*Using the information*
a – Copy the passage on the New Deal between "Sanders is right" and "care and employment.", inclusive, changing "faux freedoms" to "false freedoms".
b – What four freedoms does the passage on the New Deal list as FDR's "four freedoms"?

*Quoted passage*
★ ★ ★ ★ ★
In many respects, the Great Recession and its aftermath — which we are still experiencing — were foreshadowed by the Great Depression of the 1930s. Then as now, many Americans’ faith in freedom was severely shaken, allowing the unscrupulous FDR to foist the New Deal, with all of its new and unconstitutional regulations, on an impoverished, desperate, unresisting electorate. It was the FDR era that brought about many of the first examples of Big Government control — federal gun laws, federal regulation of banks and financial markets, fiat money, Big Government make-work programs, Social Security, and federal welfare — that remain features of the American Nanny State to this day. It was the New Deal era, in fact, when America really began her long flirtation with socialism — flirtation that is now turning into a full-blown romance.
Sanders is right when he insists that the New Deal (as well as other Big Government schemes, such as Johnson’s Great Society, that have built upon it) is in fact socialism. He is also partly correct in pointing out that FDR’s famous “four freedoms” — freedom of speech, freedom of worship, freedom from want, and freedom from fear — meet with socialism’s stamp of approval. While the first two originated long before socialist theory, and were heartily approved of by the Founders, the latter two are purely socialist innovations. It is, after all, impossible to guarantee freedom from want and freedom from fear without compelling others to provide those goods. “Freedom from want” and “freedom from fear” are thus no different from other faux freedoms and rights promised by socialists, such as the “right” to medical care and employment.
★ ★ ★ ★ ★
*Stored records*
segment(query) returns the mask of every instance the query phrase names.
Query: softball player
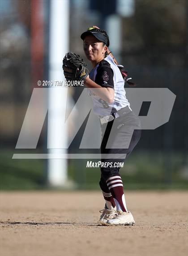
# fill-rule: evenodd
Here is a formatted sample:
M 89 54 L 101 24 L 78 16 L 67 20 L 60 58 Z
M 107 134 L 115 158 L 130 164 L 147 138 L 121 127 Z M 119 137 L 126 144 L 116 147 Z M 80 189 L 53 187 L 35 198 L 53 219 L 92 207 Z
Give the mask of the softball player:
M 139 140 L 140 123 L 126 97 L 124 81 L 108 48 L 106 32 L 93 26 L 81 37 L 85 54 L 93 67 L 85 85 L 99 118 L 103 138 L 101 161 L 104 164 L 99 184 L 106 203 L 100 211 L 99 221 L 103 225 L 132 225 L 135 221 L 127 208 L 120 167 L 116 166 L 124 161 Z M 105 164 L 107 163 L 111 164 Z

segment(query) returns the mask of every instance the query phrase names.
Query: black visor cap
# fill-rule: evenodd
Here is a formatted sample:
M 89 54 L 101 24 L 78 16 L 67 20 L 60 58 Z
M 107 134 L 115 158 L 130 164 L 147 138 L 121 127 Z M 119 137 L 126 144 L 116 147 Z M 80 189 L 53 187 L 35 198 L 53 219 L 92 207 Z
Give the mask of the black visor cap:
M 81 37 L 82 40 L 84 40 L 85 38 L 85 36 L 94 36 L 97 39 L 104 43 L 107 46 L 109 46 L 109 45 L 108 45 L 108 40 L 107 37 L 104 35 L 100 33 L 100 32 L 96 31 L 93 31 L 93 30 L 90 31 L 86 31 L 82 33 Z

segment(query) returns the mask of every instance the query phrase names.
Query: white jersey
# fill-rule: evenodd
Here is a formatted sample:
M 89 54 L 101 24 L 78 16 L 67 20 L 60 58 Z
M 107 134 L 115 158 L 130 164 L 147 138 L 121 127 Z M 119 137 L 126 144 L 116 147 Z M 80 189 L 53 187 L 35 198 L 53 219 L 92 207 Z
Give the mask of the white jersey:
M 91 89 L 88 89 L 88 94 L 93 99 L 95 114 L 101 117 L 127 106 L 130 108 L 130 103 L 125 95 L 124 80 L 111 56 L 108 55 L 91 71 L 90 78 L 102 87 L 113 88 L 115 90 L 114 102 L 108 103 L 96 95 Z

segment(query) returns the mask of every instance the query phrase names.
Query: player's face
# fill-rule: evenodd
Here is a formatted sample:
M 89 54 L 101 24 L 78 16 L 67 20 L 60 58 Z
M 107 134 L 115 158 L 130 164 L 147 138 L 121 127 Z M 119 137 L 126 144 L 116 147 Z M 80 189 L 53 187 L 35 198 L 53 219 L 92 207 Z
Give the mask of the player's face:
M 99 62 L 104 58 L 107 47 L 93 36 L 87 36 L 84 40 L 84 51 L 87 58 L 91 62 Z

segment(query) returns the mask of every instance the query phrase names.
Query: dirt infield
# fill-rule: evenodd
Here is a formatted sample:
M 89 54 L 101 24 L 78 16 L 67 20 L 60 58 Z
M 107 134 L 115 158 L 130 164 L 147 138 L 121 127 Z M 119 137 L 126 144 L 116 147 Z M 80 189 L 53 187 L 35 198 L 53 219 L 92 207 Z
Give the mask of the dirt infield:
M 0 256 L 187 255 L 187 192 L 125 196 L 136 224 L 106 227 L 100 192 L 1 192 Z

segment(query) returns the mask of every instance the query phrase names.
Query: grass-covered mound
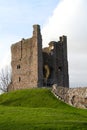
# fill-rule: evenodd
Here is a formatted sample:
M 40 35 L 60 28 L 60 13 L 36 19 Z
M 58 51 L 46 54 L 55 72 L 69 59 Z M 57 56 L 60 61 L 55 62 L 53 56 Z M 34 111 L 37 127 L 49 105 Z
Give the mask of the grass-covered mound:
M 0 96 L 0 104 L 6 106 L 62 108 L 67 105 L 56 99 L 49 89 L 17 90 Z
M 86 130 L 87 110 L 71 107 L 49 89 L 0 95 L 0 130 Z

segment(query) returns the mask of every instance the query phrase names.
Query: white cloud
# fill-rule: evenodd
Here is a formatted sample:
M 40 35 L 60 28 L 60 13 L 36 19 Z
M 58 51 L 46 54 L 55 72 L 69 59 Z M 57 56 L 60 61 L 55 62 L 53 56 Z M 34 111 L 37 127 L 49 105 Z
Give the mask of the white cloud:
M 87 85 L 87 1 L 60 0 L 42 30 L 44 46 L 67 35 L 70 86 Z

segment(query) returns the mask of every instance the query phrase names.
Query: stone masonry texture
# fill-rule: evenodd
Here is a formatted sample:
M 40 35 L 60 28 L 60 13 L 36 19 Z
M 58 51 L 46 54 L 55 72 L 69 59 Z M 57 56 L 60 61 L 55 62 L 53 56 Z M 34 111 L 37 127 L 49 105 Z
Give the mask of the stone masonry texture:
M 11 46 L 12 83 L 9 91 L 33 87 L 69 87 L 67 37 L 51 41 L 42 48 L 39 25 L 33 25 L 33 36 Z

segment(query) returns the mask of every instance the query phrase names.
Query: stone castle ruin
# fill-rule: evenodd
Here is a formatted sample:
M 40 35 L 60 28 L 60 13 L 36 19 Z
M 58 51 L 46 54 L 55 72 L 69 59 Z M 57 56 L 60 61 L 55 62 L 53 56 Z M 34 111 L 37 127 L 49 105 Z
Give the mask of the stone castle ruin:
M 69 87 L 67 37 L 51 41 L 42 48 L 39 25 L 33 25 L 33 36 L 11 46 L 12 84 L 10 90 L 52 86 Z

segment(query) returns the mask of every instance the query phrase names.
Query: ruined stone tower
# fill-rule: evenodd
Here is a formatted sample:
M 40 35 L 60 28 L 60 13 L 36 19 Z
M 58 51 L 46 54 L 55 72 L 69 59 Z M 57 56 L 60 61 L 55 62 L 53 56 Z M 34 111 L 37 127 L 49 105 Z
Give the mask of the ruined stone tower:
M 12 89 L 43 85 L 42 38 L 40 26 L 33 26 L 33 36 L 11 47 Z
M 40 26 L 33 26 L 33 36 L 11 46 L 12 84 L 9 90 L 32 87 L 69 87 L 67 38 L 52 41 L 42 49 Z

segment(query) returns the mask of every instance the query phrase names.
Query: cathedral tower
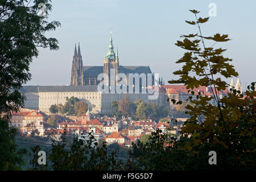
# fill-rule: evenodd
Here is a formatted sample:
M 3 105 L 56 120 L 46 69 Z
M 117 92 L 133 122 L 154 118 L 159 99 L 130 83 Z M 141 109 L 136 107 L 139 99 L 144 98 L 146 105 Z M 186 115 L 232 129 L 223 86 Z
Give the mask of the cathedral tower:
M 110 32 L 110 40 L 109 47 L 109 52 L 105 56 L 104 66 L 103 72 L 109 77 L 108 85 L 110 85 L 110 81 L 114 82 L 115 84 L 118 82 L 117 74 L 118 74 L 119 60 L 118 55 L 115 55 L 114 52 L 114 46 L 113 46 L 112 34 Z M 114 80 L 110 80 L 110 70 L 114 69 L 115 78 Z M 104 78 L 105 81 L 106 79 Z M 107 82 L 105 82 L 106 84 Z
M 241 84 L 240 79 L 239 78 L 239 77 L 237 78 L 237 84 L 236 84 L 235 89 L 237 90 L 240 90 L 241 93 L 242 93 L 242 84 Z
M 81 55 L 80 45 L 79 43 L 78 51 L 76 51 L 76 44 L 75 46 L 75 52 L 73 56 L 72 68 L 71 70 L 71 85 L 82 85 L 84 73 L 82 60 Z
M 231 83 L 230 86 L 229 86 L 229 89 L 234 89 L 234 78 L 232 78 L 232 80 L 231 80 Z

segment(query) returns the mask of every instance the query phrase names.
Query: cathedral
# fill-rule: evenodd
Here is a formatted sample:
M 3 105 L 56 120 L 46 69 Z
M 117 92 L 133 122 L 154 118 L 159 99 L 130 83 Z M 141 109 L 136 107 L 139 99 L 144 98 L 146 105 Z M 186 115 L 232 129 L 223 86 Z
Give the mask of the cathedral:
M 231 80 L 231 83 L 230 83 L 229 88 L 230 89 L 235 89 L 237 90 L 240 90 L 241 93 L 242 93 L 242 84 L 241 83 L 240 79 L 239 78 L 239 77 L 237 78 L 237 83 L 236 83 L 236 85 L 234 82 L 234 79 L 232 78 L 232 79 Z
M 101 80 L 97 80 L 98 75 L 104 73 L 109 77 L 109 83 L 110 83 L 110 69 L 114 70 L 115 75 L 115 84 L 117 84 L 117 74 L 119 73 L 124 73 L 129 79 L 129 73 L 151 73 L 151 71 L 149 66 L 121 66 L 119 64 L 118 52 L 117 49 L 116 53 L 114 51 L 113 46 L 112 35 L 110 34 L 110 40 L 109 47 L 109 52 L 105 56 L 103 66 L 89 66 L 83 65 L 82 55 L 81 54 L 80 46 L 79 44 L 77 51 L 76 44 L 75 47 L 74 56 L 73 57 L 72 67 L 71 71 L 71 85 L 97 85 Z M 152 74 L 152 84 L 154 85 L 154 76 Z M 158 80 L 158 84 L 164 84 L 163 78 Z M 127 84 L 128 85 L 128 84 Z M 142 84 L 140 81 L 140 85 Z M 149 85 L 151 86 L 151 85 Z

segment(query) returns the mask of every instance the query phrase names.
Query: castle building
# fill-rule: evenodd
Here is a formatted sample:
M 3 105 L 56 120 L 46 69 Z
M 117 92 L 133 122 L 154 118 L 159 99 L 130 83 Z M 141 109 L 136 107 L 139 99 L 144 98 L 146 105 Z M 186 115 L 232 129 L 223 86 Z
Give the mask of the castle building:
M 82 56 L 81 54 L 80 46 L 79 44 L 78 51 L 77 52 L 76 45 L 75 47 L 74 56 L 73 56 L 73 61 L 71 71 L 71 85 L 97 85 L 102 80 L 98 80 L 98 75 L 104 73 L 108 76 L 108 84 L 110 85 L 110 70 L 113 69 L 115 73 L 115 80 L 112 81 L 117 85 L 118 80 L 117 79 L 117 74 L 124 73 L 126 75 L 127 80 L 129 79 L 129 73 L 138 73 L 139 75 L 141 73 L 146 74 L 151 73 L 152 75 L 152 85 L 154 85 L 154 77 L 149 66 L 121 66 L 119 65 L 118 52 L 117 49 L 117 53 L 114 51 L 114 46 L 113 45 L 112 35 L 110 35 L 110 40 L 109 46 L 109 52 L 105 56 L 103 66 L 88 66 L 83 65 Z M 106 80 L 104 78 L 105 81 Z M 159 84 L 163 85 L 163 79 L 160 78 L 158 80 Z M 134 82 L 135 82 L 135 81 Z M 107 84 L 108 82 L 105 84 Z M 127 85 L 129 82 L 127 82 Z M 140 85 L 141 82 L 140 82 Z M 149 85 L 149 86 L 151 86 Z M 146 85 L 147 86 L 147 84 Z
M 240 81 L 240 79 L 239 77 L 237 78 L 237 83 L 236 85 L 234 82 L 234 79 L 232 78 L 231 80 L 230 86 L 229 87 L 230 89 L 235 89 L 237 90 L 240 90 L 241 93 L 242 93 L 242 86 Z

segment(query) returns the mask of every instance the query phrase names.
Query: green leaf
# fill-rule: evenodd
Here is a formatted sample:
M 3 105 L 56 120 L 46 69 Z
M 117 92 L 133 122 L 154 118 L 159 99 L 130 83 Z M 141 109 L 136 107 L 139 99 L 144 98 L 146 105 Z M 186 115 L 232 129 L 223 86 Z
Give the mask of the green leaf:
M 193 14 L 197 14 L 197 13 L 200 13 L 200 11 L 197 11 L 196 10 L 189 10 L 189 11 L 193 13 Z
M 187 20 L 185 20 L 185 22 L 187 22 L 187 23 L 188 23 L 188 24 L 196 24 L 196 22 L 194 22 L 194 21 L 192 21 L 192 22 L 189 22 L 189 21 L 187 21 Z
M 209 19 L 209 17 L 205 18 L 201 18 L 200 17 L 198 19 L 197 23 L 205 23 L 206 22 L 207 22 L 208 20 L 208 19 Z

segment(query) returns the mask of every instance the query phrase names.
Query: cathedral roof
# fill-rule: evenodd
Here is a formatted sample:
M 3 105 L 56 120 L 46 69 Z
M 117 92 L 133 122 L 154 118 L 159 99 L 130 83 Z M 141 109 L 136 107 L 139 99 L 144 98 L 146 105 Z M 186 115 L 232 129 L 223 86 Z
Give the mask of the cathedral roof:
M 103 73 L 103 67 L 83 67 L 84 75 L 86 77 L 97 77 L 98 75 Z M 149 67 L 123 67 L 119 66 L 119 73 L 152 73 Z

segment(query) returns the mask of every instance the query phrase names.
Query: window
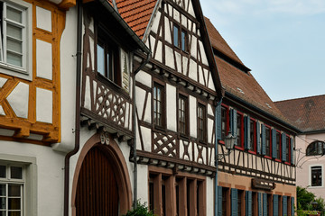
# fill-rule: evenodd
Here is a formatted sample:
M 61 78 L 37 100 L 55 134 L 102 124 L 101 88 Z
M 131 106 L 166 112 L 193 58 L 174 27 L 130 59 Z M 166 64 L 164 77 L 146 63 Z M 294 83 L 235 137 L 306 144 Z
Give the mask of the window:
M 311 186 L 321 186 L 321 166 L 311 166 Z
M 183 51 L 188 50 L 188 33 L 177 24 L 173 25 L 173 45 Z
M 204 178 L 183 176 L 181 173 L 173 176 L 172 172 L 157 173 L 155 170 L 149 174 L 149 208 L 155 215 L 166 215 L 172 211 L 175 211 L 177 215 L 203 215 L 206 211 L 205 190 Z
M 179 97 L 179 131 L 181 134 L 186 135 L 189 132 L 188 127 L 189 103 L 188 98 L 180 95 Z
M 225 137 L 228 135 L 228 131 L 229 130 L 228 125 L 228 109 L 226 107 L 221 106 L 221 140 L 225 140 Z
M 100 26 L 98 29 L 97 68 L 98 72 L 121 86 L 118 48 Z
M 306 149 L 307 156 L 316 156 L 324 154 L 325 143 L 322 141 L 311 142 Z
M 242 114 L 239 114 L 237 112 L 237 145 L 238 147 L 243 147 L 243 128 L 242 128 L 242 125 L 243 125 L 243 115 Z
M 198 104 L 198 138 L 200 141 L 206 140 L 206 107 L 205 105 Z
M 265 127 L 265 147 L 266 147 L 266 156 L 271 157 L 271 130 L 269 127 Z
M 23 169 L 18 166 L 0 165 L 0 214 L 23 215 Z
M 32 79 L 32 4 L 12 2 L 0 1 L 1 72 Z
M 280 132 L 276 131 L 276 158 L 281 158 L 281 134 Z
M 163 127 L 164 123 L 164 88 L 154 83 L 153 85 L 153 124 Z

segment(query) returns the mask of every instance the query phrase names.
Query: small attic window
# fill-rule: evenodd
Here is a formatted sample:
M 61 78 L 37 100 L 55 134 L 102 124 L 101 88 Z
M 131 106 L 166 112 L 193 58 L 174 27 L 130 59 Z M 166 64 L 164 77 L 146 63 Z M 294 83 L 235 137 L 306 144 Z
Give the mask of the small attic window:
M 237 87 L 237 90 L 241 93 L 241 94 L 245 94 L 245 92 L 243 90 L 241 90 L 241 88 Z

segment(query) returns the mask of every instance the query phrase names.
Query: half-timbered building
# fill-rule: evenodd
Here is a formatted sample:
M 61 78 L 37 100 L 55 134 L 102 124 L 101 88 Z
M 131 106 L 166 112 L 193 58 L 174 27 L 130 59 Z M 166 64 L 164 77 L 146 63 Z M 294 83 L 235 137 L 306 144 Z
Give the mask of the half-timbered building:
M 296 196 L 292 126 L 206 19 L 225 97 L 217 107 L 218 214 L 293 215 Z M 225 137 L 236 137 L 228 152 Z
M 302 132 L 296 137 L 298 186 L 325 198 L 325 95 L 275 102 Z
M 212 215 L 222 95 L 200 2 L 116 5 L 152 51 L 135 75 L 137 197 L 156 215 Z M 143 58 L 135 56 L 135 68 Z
★ ★ ★ ★ ★
*Answers for this exercise*
a –
Sanders is right when he insists that the New Deal (as well as other Big Government schemes, such as Johnson’s Great Society, that have built upon it) is in fact socialism. He is also partly correct in pointing out that FDR’s famous “four freedoms” — freedom of speech, freedom of worship, freedom from want, and freedom from fear — meet with socialism’s stamp of approval. While the first two originated long before socialist theory, and were heartily approved of by the Founders, the latter two are purely socialist innovations. It is, after all, impossible to guarantee freedom from want and freedom from fear without compelling others to provide those goods. “Freedom from want” and “freedom from fear” are thus no different from other false freedoms and rights promised by socialists, such as the “right” to medical care and employment.

b – Freedom of speech, freedom of worship, freedom from want, and freedom from fear.